__Exercise materials__.
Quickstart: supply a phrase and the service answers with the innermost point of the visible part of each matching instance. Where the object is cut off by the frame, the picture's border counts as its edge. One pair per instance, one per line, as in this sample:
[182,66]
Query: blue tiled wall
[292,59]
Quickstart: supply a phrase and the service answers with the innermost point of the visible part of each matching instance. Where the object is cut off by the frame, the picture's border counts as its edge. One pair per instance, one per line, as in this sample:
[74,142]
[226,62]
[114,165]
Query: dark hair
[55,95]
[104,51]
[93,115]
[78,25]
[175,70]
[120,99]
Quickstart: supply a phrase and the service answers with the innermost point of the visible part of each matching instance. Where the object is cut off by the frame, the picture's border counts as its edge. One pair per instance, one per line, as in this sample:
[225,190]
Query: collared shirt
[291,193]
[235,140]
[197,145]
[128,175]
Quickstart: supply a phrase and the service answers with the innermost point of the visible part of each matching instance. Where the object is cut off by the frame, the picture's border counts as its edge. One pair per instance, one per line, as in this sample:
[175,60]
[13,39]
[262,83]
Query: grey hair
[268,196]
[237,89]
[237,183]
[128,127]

---

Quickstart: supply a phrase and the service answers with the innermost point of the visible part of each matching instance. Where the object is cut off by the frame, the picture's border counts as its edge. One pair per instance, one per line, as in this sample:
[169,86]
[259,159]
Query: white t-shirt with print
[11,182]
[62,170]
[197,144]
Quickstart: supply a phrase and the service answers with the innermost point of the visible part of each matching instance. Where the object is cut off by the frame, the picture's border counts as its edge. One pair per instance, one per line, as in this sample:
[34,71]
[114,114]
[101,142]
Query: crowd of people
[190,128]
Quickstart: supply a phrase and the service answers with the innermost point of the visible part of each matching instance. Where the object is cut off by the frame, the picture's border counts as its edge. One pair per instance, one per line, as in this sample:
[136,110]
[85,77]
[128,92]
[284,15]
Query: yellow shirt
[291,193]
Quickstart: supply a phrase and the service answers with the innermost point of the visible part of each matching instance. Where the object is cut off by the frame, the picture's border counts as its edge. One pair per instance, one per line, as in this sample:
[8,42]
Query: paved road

__Task to carry out__.
Set down again, word for word, the stretch of records from the line with "Query: yellow shirt" to the line with "Query: paved road", both of those lines included.

__Answer to this task__.
Query: yellow shirt
[291,193]
Quickstart: supply a phrase and the service answers with the innermost point of the visible part of each matching instance. Where the object is cut off by the frame, the picture's border counts as its edge. One pair per instance, one per line, as in this sample:
[8,42]
Query: paved road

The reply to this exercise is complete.